▶ _REQUIREMENTS_: Can you lay out every line of the records below as a numbered list, leaving out any blank lines?
***
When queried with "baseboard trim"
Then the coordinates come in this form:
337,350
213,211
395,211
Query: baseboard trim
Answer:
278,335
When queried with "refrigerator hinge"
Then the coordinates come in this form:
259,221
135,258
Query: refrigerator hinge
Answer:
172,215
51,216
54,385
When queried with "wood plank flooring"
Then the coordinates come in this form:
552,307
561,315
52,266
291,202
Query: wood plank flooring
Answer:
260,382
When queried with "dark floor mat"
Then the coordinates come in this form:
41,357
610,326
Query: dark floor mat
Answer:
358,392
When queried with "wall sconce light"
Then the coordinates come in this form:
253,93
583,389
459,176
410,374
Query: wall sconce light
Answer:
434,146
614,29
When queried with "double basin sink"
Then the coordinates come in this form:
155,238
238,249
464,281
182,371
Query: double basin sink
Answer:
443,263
***
▶ _SOLUTION_:
1. When queried with "baseboard trim"
2. Then the coordinates come in this form:
3. 337,350
4. 213,211
5. 395,211
6. Query: baseboard trim
7. Answer:
8. 278,335
9. When queried with "refrigerator hinge"
10. Then the coordinates come in this form:
11. 259,221
12. 135,258
13. Query: refrigerator hinge
14. Answer:
15. 172,215
16. 51,216
17. 54,385
18. When queried with "wood plank flooring"
19. Then the coordinates come in this form:
20. 552,307
21. 561,315
22. 52,266
23. 291,202
24. Query: wood plank flooring
25. Answer:
26. 260,382
27. When queried with "dark floor mat"
28. Then the coordinates come in this form:
29. 41,357
30. 610,326
31. Query: dark floor mat
32. Answer:
33. 358,392
34. When queried with "wall sconce light"
35. Then the coordinates come in this form:
36. 253,93
37. 583,389
38. 459,176
39. 410,374
40. Query: wall sconce light
41. Answer:
42. 434,146
43. 614,29
44. When queried with "double basin sink"
45. Then the coordinates come in this form:
46. 155,238
47. 238,249
48. 464,281
49. 182,371
50. Query: double basin sink
51. Answer:
52. 443,263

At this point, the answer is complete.